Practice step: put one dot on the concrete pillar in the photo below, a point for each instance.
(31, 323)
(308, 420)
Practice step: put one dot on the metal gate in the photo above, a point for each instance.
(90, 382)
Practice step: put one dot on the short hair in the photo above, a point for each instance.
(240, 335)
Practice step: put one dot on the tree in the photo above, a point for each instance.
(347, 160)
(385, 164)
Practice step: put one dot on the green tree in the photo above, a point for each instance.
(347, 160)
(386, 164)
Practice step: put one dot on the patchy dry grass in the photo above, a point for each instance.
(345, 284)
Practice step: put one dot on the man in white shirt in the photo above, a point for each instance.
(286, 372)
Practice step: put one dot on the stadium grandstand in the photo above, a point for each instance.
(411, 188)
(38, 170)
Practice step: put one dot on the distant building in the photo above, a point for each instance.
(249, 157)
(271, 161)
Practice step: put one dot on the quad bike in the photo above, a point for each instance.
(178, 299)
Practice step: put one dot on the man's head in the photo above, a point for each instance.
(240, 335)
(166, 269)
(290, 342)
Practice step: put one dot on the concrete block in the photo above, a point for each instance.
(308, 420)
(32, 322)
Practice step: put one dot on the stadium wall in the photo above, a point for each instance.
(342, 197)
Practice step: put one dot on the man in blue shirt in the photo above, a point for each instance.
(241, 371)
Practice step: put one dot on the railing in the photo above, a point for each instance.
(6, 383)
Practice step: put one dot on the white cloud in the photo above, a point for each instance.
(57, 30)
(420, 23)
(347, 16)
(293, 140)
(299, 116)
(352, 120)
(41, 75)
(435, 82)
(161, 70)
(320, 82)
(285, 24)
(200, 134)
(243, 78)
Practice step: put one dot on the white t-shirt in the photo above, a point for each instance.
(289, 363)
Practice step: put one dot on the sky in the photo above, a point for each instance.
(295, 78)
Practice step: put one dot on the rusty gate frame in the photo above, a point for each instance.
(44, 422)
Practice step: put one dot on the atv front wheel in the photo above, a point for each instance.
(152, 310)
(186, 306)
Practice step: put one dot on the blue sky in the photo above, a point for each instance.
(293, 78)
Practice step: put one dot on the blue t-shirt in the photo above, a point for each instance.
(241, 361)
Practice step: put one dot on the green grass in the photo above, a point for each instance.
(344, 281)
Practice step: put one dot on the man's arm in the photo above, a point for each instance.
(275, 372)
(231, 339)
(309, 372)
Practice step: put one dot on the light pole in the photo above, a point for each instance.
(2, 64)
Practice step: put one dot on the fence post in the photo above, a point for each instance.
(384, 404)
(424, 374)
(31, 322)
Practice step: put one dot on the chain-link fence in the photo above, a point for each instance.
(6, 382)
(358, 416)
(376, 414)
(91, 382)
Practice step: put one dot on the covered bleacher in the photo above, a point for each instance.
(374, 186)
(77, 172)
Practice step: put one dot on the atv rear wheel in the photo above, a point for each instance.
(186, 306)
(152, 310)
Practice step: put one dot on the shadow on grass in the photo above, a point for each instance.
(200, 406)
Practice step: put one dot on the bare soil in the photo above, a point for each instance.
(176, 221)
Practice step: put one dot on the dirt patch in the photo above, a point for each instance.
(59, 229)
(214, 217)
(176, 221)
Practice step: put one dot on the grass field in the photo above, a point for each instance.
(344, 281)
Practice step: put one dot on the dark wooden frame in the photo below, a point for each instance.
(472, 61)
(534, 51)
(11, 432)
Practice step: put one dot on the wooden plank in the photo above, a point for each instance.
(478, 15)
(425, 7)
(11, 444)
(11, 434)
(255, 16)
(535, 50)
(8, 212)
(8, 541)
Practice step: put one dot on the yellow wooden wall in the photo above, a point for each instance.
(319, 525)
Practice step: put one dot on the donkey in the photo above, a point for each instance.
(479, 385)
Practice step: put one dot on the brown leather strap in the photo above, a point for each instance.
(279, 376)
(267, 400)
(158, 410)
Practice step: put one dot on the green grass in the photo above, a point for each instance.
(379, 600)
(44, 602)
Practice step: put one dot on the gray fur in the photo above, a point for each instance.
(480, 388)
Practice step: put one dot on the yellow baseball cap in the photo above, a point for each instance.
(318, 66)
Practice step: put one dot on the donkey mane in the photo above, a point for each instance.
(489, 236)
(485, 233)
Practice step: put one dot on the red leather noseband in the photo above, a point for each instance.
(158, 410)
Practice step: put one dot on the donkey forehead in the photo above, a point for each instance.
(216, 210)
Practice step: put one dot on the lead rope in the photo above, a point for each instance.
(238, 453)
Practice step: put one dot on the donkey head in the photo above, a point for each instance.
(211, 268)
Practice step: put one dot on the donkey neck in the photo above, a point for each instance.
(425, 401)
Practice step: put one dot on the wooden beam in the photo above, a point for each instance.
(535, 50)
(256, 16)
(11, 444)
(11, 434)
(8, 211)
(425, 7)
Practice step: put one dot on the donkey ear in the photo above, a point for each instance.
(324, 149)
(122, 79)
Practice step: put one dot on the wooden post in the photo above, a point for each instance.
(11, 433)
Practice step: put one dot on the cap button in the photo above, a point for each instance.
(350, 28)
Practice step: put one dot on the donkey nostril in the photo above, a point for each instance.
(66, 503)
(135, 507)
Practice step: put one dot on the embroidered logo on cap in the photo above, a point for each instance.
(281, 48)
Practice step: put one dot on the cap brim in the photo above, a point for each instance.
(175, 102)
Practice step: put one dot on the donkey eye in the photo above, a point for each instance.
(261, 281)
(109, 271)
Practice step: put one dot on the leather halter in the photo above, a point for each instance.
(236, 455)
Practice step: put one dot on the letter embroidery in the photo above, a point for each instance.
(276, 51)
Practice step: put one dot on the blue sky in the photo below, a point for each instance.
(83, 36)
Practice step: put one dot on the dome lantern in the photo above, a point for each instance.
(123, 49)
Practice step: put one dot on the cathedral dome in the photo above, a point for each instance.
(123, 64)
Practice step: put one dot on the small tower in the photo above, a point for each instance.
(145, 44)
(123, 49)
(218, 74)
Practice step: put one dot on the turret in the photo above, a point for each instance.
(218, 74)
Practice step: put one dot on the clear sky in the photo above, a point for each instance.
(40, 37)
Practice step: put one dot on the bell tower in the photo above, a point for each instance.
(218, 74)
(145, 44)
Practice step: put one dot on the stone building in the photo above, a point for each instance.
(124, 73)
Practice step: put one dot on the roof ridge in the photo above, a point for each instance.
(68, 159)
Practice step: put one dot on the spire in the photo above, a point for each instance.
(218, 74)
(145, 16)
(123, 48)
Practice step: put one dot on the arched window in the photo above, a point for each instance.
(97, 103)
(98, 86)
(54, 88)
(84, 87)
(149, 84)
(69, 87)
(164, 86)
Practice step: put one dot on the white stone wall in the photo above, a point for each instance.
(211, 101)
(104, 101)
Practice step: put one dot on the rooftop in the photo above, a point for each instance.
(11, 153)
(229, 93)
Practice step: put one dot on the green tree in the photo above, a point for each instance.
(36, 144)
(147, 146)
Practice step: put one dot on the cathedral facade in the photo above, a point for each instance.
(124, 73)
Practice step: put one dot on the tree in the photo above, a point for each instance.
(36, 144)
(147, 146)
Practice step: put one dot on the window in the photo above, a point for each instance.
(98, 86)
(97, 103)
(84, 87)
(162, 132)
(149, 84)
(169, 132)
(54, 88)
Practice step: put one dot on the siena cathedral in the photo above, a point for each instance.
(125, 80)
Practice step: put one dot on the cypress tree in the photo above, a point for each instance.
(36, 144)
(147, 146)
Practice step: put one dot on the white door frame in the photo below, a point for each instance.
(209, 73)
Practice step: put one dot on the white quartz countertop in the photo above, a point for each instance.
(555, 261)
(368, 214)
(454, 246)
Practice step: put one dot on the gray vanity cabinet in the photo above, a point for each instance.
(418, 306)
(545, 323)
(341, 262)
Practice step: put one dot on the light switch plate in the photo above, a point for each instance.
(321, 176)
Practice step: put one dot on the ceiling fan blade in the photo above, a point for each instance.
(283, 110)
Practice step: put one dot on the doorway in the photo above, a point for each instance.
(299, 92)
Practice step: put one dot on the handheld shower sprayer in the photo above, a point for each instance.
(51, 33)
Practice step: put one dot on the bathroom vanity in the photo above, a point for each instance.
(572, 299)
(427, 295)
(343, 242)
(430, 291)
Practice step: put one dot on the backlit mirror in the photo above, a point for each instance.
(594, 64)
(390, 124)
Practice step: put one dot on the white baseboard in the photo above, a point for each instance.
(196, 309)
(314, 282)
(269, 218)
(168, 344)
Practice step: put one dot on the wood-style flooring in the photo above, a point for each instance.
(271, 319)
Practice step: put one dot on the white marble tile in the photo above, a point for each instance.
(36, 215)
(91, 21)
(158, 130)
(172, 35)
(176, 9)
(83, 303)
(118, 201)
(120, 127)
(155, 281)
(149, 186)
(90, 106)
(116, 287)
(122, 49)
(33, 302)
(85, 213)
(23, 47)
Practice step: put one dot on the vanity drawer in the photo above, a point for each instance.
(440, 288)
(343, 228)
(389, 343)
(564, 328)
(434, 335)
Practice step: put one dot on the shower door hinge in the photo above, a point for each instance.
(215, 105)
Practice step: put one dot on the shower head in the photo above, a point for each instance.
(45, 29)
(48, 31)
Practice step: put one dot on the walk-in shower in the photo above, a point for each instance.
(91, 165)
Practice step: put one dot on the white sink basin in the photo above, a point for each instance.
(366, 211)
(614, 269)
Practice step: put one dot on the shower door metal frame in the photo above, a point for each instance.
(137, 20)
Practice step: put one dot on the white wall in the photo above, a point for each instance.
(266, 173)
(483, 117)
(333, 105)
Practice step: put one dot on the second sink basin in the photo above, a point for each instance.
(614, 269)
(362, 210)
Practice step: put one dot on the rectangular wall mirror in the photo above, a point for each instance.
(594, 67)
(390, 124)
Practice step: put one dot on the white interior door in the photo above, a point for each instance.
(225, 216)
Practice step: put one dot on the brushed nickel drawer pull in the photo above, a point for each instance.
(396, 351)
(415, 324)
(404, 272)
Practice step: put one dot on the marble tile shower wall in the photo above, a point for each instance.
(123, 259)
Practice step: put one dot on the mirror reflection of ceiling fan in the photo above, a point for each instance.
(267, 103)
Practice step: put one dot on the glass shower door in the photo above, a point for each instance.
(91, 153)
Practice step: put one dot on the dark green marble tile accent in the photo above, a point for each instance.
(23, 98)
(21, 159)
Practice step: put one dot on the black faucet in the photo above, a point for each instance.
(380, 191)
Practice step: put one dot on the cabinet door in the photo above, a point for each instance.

++++++++++++++++++++

◆ **DE OPDRACHT**:
Werk de gegevens bij vanaf de regel met "Practice step: put one dot on the glass" tot en met het einde van de gegevens door "faucet" te vervangen door "tap", waarbij al het andere gelijk blijft. Geef alleen die regels terug.

◆ **RESULTAAT VAN OPDRACHT**:
Practice step: put one dot on the glass shower door in the photo above, a point for each instance.
(91, 153)
Practice step: put one dot on the dark green marble tile accent in the photo above, a point for each instance.
(23, 98)
(21, 159)
Practice step: put one dot on the black tap in the photo above, a point for each instance.
(380, 191)
Practice step: put one dot on the cabinet door in the photo above, a point for each instance.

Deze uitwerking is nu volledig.